◆ Material provided

━━━━━━━━━━━━━━━━

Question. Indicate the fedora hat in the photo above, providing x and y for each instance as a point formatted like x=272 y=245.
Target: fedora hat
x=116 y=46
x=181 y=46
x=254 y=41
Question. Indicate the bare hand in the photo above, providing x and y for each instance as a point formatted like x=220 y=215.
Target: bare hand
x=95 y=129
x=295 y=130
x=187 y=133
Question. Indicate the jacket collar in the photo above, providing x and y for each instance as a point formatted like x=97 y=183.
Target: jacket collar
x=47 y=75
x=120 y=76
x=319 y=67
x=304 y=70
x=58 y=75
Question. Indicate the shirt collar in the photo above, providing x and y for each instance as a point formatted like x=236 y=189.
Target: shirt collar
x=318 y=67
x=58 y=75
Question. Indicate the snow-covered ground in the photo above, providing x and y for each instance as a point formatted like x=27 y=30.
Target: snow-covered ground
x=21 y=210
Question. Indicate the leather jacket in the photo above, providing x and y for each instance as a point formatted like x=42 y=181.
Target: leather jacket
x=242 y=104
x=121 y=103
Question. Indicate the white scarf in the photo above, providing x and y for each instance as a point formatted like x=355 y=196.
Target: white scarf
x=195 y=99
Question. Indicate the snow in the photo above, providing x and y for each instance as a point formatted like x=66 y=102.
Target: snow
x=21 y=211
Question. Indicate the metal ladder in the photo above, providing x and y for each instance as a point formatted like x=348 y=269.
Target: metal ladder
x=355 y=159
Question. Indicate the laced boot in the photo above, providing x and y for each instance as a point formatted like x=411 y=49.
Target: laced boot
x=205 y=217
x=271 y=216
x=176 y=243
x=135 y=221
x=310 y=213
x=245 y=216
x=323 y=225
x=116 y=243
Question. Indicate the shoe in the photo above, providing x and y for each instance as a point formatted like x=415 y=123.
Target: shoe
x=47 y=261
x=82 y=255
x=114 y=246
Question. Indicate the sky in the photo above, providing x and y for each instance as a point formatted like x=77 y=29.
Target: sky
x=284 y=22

━━━━━━━━━━━━━━━━

◆ Brief
Change each "Indicate" in the rows above to "Mark", and leave all other text in the rows as it is.

◆ The response
Question. Mark the fedora hat in the photo above, providing x and y for each instance as a point formatted like x=272 y=245.
Target: fedora hat
x=116 y=46
x=181 y=46
x=254 y=41
Question. Mark the bare hand in the photo above, providing x and y for each instance as a point formatted like x=220 y=215.
Target: bare hand
x=95 y=129
x=295 y=130
x=187 y=133
Question. Mark the jacket collar in the photo above, providing x and y for each instance as a point formatted like x=97 y=183.
Target: jacket collar
x=47 y=75
x=120 y=76
x=319 y=67
x=304 y=70
x=58 y=75
Question. Mark the shirt collar in the photo above, providing x and y for each instance as a point formatted like x=236 y=189.
Target: shirt collar
x=318 y=67
x=58 y=75
Question. Mark the snow-covered ground in the photo above, providing x and y for each instance as a point formatted like x=27 y=30.
Target: snow-covered ground
x=21 y=210
Question. Mark the leather jacket in the photo above, providing x and y for each instance as a point formatted like x=42 y=181.
Target: leather jacket
x=242 y=104
x=121 y=103
Question. Mark the white scarf in the photo above, providing x and y for each instance as a point formatted like x=355 y=196.
Target: white scarf
x=195 y=99
Question. Mark the snow in the photo above, providing x and y for each instance as a point formatted like x=66 y=102.
Target: snow
x=21 y=211
Question. Mark the metal ladder in the photo above, providing x and y for each instance as a point formatted like x=348 y=269.
Target: metal ladder
x=355 y=159
Question. Mark the laced boot in the photo above, providing x and y for each instance as a point formatted like x=411 y=49.
Target: laced boot
x=205 y=217
x=271 y=216
x=176 y=243
x=135 y=221
x=310 y=213
x=245 y=216
x=323 y=225
x=116 y=243
Question. Mark the shoe in the photo above, providing x and y for each instance as a point formatted like x=415 y=123.
Target: shoe
x=47 y=261
x=82 y=255
x=114 y=246
Question. Mark the sky in the photo above, providing x and y for each instance as a point formatted like x=77 y=29.
Target: sky
x=284 y=22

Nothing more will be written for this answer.